**GIVEN RECORDS:**
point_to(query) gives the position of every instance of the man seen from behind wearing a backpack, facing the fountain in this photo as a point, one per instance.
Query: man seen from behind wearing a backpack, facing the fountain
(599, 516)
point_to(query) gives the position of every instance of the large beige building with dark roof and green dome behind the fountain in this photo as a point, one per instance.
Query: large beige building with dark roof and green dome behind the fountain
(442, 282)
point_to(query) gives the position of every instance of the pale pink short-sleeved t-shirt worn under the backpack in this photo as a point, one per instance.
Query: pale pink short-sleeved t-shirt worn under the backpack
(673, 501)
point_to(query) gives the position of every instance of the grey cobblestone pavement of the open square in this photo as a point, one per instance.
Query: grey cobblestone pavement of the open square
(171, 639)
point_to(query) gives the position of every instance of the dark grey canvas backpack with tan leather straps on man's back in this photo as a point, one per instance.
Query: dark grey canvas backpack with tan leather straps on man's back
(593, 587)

**AIM OF THE TASK:** Would you please write out all the entries exactly?

**RESPONSE TO THIS EXERCISE:**
point_to(query) gives the position of every instance of the man seen from behind wearing a backpack, facing the fountain in this photo as a point, one per instance.
Query: man seen from behind wearing a backpack, facing the fountain
(599, 516)
point_to(query) gives the position of every instance of the large beige building with dark roof and green dome behind the fountain in this photo as a point, one per instance.
Query: large beige building with dark roof and green dome behind the fountain
(442, 282)
point_to(query) gives the position of every instance of the pale pink short-sleeved t-shirt worn under the backpack in this photo as a point, one per instance.
Query: pale pink short-sleeved t-shirt worn under the backpack
(673, 501)
point_to(query) gives the position of every instance of the grey cobblestone pavement of the open square in this photo as a point, one per instance.
Query: grey cobblestone pavement of the open square
(171, 639)
point_to(query) gives the position of every instance of the dark grey canvas backpack with tan leather straps on man's back in this photo as a point, one per instance.
Query: dark grey canvas backpack with tan leather straps on man's back
(593, 587)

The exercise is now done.